#### AIM:
Will you output all of the data below exactly, omitting the images?

(Location labeling records)

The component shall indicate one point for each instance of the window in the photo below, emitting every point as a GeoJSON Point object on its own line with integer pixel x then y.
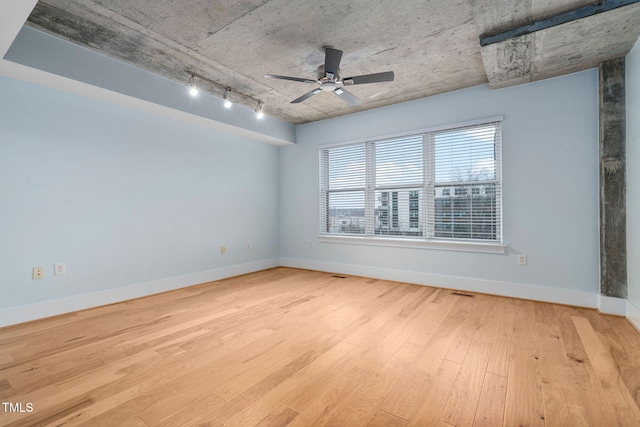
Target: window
{"type": "Point", "coordinates": [437, 185]}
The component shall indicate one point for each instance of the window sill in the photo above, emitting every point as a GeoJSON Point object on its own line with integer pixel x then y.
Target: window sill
{"type": "Point", "coordinates": [444, 245]}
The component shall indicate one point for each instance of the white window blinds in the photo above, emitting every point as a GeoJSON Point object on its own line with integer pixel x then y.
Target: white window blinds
{"type": "Point", "coordinates": [442, 185]}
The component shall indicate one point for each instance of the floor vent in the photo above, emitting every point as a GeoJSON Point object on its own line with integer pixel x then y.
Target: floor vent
{"type": "Point", "coordinates": [462, 294]}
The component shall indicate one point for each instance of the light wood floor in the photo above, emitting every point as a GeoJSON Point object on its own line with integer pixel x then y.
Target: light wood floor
{"type": "Point", "coordinates": [301, 348]}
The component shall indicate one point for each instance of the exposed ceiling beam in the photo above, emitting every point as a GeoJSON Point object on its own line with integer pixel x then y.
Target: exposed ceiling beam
{"type": "Point", "coordinates": [563, 18]}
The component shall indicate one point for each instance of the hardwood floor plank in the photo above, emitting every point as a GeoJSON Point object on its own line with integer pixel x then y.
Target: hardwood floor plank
{"type": "Point", "coordinates": [490, 410]}
{"type": "Point", "coordinates": [382, 419]}
{"type": "Point", "coordinates": [617, 394]}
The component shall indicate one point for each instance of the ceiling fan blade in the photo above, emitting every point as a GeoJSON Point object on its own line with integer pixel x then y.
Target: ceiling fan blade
{"type": "Point", "coordinates": [306, 96]}
{"type": "Point", "coordinates": [369, 78]}
{"type": "Point", "coordinates": [332, 59]}
{"type": "Point", "coordinates": [295, 79]}
{"type": "Point", "coordinates": [346, 96]}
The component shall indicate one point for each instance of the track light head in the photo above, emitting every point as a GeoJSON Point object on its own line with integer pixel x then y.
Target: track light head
{"type": "Point", "coordinates": [193, 88]}
{"type": "Point", "coordinates": [260, 110]}
{"type": "Point", "coordinates": [227, 101]}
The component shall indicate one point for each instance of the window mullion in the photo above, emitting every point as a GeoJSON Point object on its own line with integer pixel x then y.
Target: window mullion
{"type": "Point", "coordinates": [369, 201]}
{"type": "Point", "coordinates": [428, 224]}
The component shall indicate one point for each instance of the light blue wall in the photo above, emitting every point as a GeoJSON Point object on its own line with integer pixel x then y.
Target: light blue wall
{"type": "Point", "coordinates": [550, 173]}
{"type": "Point", "coordinates": [633, 175]}
{"type": "Point", "coordinates": [122, 197]}
{"type": "Point", "coordinates": [45, 52]}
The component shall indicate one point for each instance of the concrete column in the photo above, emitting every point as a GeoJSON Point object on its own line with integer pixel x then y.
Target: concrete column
{"type": "Point", "coordinates": [613, 241]}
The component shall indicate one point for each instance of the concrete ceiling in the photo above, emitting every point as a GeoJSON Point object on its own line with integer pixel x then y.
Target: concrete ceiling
{"type": "Point", "coordinates": [433, 46]}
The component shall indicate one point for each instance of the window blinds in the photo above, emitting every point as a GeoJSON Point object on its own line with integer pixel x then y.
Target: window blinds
{"type": "Point", "coordinates": [443, 185]}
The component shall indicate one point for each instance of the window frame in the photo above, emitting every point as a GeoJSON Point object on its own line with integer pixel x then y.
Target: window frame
{"type": "Point", "coordinates": [427, 240]}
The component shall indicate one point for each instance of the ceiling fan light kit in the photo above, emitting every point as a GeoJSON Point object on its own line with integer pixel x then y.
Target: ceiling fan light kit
{"type": "Point", "coordinates": [332, 81]}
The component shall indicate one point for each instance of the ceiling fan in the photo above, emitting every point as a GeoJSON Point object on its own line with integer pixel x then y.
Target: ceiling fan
{"type": "Point", "coordinates": [332, 81]}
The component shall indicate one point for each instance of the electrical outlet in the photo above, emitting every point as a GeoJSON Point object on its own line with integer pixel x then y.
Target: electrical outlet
{"type": "Point", "coordinates": [38, 273]}
{"type": "Point", "coordinates": [59, 269]}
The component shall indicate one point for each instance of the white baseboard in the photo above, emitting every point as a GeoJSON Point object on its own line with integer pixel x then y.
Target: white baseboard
{"type": "Point", "coordinates": [508, 289]}
{"type": "Point", "coordinates": [617, 306]}
{"type": "Point", "coordinates": [633, 315]}
{"type": "Point", "coordinates": [25, 313]}
{"type": "Point", "coordinates": [610, 305]}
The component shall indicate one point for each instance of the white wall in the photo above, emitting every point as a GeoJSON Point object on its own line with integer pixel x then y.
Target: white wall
{"type": "Point", "coordinates": [633, 182]}
{"type": "Point", "coordinates": [133, 203]}
{"type": "Point", "coordinates": [550, 172]}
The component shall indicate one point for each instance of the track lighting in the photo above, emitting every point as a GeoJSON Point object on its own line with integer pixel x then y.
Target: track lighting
{"type": "Point", "coordinates": [193, 88]}
{"type": "Point", "coordinates": [227, 101]}
{"type": "Point", "coordinates": [228, 93]}
{"type": "Point", "coordinates": [260, 110]}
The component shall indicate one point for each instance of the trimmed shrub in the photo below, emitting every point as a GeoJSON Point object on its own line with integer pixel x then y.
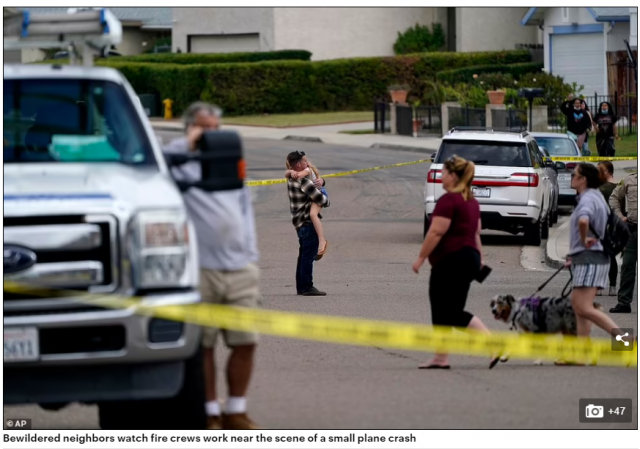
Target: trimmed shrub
{"type": "Point", "coordinates": [420, 39]}
{"type": "Point", "coordinates": [218, 58]}
{"type": "Point", "coordinates": [465, 75]}
{"type": "Point", "coordinates": [296, 86]}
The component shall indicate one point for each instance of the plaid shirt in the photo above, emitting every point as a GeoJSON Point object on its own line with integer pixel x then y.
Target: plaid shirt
{"type": "Point", "coordinates": [302, 192]}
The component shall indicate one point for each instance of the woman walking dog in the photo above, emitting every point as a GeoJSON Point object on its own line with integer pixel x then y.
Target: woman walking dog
{"type": "Point", "coordinates": [587, 259]}
{"type": "Point", "coordinates": [454, 250]}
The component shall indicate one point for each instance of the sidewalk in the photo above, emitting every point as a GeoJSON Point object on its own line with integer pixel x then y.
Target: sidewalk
{"type": "Point", "coordinates": [328, 134]}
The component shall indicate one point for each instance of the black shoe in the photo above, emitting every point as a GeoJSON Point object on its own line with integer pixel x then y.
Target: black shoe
{"type": "Point", "coordinates": [313, 292]}
{"type": "Point", "coordinates": [620, 308]}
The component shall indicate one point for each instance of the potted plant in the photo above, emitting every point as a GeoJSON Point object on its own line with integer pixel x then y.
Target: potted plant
{"type": "Point", "coordinates": [496, 96]}
{"type": "Point", "coordinates": [399, 93]}
{"type": "Point", "coordinates": [417, 123]}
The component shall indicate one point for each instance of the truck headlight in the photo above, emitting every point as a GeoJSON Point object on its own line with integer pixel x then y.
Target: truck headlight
{"type": "Point", "coordinates": [160, 249]}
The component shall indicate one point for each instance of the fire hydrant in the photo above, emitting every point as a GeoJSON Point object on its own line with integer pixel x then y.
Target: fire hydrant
{"type": "Point", "coordinates": [168, 109]}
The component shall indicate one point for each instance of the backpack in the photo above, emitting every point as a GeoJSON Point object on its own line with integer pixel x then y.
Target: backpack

#### OUTPUT FOR THIS TASK:
The component shall indicate one point for each instance of the window in the photo below, emitting every point as a GeoJSON Point object on its own line with integer pixel x then y.
Target: window
{"type": "Point", "coordinates": [437, 185]}
The component shall indicate one point for each instance of the window sill in the photo above, emitting every point as a GeoJSON Point object on its own line with integer pixel x then y.
Target: window sill
{"type": "Point", "coordinates": [444, 245]}
The component shall indicate one point for each instance of the white window blinds in the photo above, emitting every point as a GeoJSON Point object on its own line with integer pixel x then y.
Target: white window blinds
{"type": "Point", "coordinates": [442, 185]}
The component shall indicate one point for each instance of the floor vent in the photo above, emitting every point as a GeoJSON Point object on its own line with integer pixel x then y.
Target: floor vent
{"type": "Point", "coordinates": [462, 294]}
The component shall indicate one point for each instance of the light wood floor in the photo above, emitting every point as a GeoJSON Point object on its own line with integer pixel x then y.
Target: light wood floor
{"type": "Point", "coordinates": [301, 348]}
The component shall indicate one point for each instance of the exposed ceiling beam in the photo above, emitting every point as a GeoJSON Point object on its own line with integer pixel x then y.
Target: exposed ceiling beam
{"type": "Point", "coordinates": [563, 18]}
The component shall indicate one point for each instance of the hardwood floor plank in the photo above, emitting every point as a GeoJSON Point object on its own line with integer pixel x then y.
Target: hardwood floor plank
{"type": "Point", "coordinates": [490, 410]}
{"type": "Point", "coordinates": [382, 419]}
{"type": "Point", "coordinates": [617, 394]}
The component shall indicate one point for each instance of the ceiling fan blade in the photo above, emitting every point as a GeoJSON Point object on its own line with integer pixel x then y.
Target: ceiling fan blade
{"type": "Point", "coordinates": [306, 96]}
{"type": "Point", "coordinates": [369, 78]}
{"type": "Point", "coordinates": [332, 59]}
{"type": "Point", "coordinates": [295, 79]}
{"type": "Point", "coordinates": [346, 96]}
The component shall indicate one point for each instance of the track light head in the photo above, emitting every point as a GeoJSON Point object on its own line with integer pixel x then y.
Target: track light head
{"type": "Point", "coordinates": [193, 88]}
{"type": "Point", "coordinates": [260, 110]}
{"type": "Point", "coordinates": [227, 101]}
The component shall indicate one point for each instance of the window mullion in the photo above, emitting every point as a GeoJSON Point object on its own line with integer pixel x then y.
Target: window mullion
{"type": "Point", "coordinates": [369, 201]}
{"type": "Point", "coordinates": [428, 224]}
The component shall indicate one point for each instance of the light blue wall in the photo above, emitting every point as a GeoJSON Point object on its own line with integer pixel x then y.
Target: light blue wall
{"type": "Point", "coordinates": [550, 173]}
{"type": "Point", "coordinates": [633, 175]}
{"type": "Point", "coordinates": [122, 197]}
{"type": "Point", "coordinates": [45, 52]}
The component shall indicate one point for each instance of the concrete column in the photo above, emitting every point as a GeoJSON Point object on its own line with integer pixel x then y.
Target: concrete column
{"type": "Point", "coordinates": [613, 241]}
The component shall indicate one point for each instance of the concrete ceiling in the photo above, emitting every point as a GeoJSON Point object on its own line with integer pixel x then y.
Target: concrete ceiling
{"type": "Point", "coordinates": [433, 46]}
The component shall indicate one point for each instance of the window blinds in the photo above, emitting every point as a GeoJSON Point object on its own line with integer pixel x then y.
Target: window blinds
{"type": "Point", "coordinates": [443, 185]}
The component shall indicate one point for each instance of the window frame in the photo above, emitting every point as a GeoJSON Point object on its own line with integer pixel x then y.
Target: window frame
{"type": "Point", "coordinates": [427, 240]}
The component shall indicate one point for each instance of the ceiling fan light kit in the photo above, emitting every point as a GeoJSON Point object on its own line with integer pixel x then y.
Target: ceiling fan light kit
{"type": "Point", "coordinates": [332, 81]}
The component shall indicate one point for each instance of the ceiling fan in the photo above, emitting every point as a GeoJSON Point object on its own line with integer pixel x then y.
Target: ceiling fan
{"type": "Point", "coordinates": [332, 81]}
The component shall indicate one point for each instance of the electrical outlet in the photo above, emitting every point as a GeoJSON Point object on its own line with integer pixel x then y.
Target: electrical outlet
{"type": "Point", "coordinates": [38, 273]}
{"type": "Point", "coordinates": [59, 269]}
The component shall indicate one point for each instance of the white baseboard in the photo above, emitting every point as a GeoJSON Point object on its own line with integer pixel x then y.
Target: white baseboard
{"type": "Point", "coordinates": [508, 289]}
{"type": "Point", "coordinates": [617, 306]}
{"type": "Point", "coordinates": [633, 315]}
{"type": "Point", "coordinates": [25, 313]}
{"type": "Point", "coordinates": [610, 305]}
The component shall indicate one point for each instance of the white wall in the photo above, emitting every point as a GeoJSON Point object on its own line with integer pixel x then y.
Target: white wall
{"type": "Point", "coordinates": [633, 182]}
{"type": "Point", "coordinates": [133, 203]}
{"type": "Point", "coordinates": [550, 172]}
The component shall indicate one point for each instance of the track lighting in the photo above, emitting every point as a GeoJSON Point object on its own line with integer pixel x then y.
Target: track lighting
{"type": "Point", "coordinates": [193, 88]}
{"type": "Point", "coordinates": [227, 101]}
{"type": "Point", "coordinates": [228, 93]}
{"type": "Point", "coordinates": [260, 110]}
The component shall indicate one point for each instance of the trimmed shrub in the photo below, emitting every point as a GeoJSON Point object on its own line with integer pixel x then y.
Target: trimmed shrub
{"type": "Point", "coordinates": [420, 39]}
{"type": "Point", "coordinates": [218, 58]}
{"type": "Point", "coordinates": [465, 75]}
{"type": "Point", "coordinates": [296, 86]}
The component shall indicate one point for each instance of the plaid shirt in the photo above, emitting every point as a GeoJSON Point object on its own line with integer pixel x then y.
Target: plaid shirt
{"type": "Point", "coordinates": [302, 192]}
The component shall indicate one point for each instance of the woman walking dog in the photo above, emitting every point as a GeoJSON Point object on its own line with integer pixel x then y.
Target: woman walking dog
{"type": "Point", "coordinates": [587, 259]}
{"type": "Point", "coordinates": [454, 250]}
The component shall indicate one point for each instance of the sidewalk in the photo above, emitting every point as a GeoJSON Point object on its own line with integer pixel x then y.
Target: sidewalk
{"type": "Point", "coordinates": [328, 134]}
The component shall indicate one point for each instance of the black shoe in the photo above, emitting every point as a GeoJSON Point object on its own line with integer pixel x then y.
Target: black shoe
{"type": "Point", "coordinates": [313, 292]}
{"type": "Point", "coordinates": [620, 308]}
The component shall indicate one point for each instance of the potted plant in the photo above, emitting every point as a GeoJSON Point object on its own line with integer pixel x then y.
Target: potted plant
{"type": "Point", "coordinates": [496, 96]}
{"type": "Point", "coordinates": [399, 93]}
{"type": "Point", "coordinates": [417, 123]}
The component shall indicate one point for each instance of the truck headlight in the photo above, emitting every point as a GeoJSON Point object on its own line with integer pixel x then y.
Target: truck headlight
{"type": "Point", "coordinates": [160, 249]}
The component shall indicate one point for each instance of the fire hydrant in the photo above, emitting every point as a GeoJSON Point object on its own line with integer pixel x then y.
Target: fire hydrant
{"type": "Point", "coordinates": [168, 109]}
The component shall indicate one point for each instance of the backpack in the photo above, emitting every point as a GeoJSON Point object on its own line with integer pixel x then y.
Target: backpack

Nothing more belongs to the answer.